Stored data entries
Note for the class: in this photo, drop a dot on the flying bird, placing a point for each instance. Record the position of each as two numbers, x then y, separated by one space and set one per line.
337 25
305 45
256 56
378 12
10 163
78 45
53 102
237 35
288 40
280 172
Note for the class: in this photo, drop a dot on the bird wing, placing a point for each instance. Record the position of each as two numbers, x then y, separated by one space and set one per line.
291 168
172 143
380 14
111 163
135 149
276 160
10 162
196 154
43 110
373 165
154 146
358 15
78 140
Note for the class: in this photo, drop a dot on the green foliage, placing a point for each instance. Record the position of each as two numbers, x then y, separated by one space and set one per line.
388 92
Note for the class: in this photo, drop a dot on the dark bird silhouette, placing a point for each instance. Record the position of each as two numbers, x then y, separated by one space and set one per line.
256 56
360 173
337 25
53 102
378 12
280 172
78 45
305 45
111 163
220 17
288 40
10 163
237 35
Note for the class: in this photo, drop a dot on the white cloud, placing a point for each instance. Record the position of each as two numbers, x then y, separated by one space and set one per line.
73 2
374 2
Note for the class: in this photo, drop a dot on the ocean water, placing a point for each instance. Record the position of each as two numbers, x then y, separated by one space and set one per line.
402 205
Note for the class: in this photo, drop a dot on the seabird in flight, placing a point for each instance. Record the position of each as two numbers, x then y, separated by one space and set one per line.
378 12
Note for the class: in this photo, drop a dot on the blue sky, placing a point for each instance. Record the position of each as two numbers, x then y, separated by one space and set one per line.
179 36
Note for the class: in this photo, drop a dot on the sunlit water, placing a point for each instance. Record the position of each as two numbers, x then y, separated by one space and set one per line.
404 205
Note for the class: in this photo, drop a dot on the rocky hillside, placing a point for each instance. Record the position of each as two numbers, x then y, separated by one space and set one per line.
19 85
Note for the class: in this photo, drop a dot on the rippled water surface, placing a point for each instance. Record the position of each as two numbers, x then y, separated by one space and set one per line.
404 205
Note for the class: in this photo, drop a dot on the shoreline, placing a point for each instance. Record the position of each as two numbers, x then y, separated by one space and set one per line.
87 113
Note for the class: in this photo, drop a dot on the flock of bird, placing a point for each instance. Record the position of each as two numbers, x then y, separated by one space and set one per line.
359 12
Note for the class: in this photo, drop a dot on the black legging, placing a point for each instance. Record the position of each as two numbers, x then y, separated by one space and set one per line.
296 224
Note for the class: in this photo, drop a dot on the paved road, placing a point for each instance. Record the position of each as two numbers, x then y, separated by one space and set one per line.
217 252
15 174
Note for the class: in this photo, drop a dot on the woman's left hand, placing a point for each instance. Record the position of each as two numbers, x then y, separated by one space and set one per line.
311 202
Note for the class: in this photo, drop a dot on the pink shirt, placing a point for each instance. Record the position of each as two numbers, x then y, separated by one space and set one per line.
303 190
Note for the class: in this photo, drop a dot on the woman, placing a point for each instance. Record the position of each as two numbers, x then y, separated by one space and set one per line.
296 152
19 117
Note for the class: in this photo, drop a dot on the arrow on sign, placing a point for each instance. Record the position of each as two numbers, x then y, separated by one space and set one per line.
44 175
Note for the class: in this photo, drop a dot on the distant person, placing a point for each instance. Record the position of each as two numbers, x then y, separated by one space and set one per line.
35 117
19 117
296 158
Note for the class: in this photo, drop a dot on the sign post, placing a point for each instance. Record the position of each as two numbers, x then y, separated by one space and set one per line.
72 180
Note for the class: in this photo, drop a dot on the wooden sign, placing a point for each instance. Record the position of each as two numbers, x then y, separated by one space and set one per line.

## Exercise objective
Copy every line of the records word for word.

## Solution to this exercise
Note for the class: in this photo, drop a dot on the flying bird, placing a point for each instance. Record the position of each as two numbers, x then y, separated by one space and set one per line.
337 25
305 45
256 56
378 12
10 163
78 45
53 102
237 35
288 40
280 172
Note for the class: in this photo, drop a dot on the bird wing, placing a point for each instance. Record the position of each as two numbers, x then y, separated by one space and set one per line.
291 168
172 143
380 14
111 163
135 149
276 160
10 162
196 154
43 110
373 165
154 146
358 15
78 140
Note for the class: in this photo, drop a dot on the green foliage, placing a point for each instance. Record the position of each as two numbers, x then y, separated by one space and set one per line.
388 92
Note for the class: in this photo, drop a dot on the dark bird silhouette, placing a point for each instance. Record the position of each as two numbers, x then y, separated by one space and set one per line.
256 56
360 173
337 25
53 102
378 12
280 172
78 45
305 45
111 163
220 17
288 40
10 163
237 35
Note for the class: in this photo, drop a dot on the white cloud, placing a point for each instance. Record the position of each as two numbers, x then y, separated by one space and set one per line.
73 2
374 2
Note for the class: in this photo, drop a dot on the ocean water, placing a point for each instance. Record the position of each as two numbers, x then y, separated by one space and set one per line.
402 205
Note for the class: in this photo, drop a dot on the seabird in flight, placing a point for each instance. Record the position of each as two numbers, x then y, separated by one space and set one per line.
378 12
Note for the class: in this photo, drop a dot on the blue sky, placing a point for each instance. Record the position of each as two numbers, x then y, separated by one space and set one per line.
179 36
Note for the class: in this photo, drop a dot on the sunlit water, placing a point for each instance. Record the position of each as two numbers, x then y, separated by one space and set one per line.
404 205
Note for the class: in this photo, drop a dot on the rocky hillside, placing a point for each instance. Record the position of each as two numbers, x then y, separated by one space and set one per line.
19 85
Note for the class: in this photo, drop a dot on the rippled water surface, placing a point for each instance. Record the position of each as two numbers, x then y, separated by one space and set one per line.
404 205
Note for the class: in this photo, drop a dot on the shoreline, placing a point for each instance. Record the position of each as two numbers, x then y, separated by one space and set one per line.
87 113
Note for the class: in this photo, drop a dot on the flock of bird, placing a point for each instance. Record the position of each as two numbers, x then y, separated by one space and set one per line.
359 12
Note for the class: in this photo, drop a dot on the black legging, placing a point for each instance. Record the position of each as two numbers, x then y, separated by one space and set one per line.
296 224
Note for the class: in this photo, drop a dot on the paved road, placing a point for each instance. Record the position of each as two numbers, x then y, separated by one space and set one per line.
217 252
15 174
Note for the class: in this photo, drop a dot on the woman's left hand, placing a point for each instance. Record the position of each as two numbers, x then y, separated by one space and set one per line.
311 202
Note for the class: in this photo, drop a dot on the pink shirt, placing a point for each instance. Record the position of each as two numbers, x then y, separated by one space and set one per line.
303 190
Note for the class: in this photo, drop a dot on the woman, placing a point for each instance. Record the position of each as two numbers, x then y, separated by one space and set one per line.
296 152
19 117
Note for the class: in this photo, drop a dot on the arrow on sign, placing a point for each instance. Record the position of each as two numbers, x then y, separated by one space and set one per line.
44 175
Note for the class: in this photo, drop a dot on the distant person, placing a point for each instance. Record the position of each as two numbers, x then y, separated by one space and set one per line.
35 117
19 117
296 158
Note for the class: in this photo, drop a dot on the sign post, placing a point for each instance. Record the position of each as two numbers, x then y, separated by one space and set one per line.
72 180
Note for the class: in this photo, drop a dot on the wooden sign, placing a point for each instance. Record the position of each as two numbers, x then y, separated by one space and set one per line.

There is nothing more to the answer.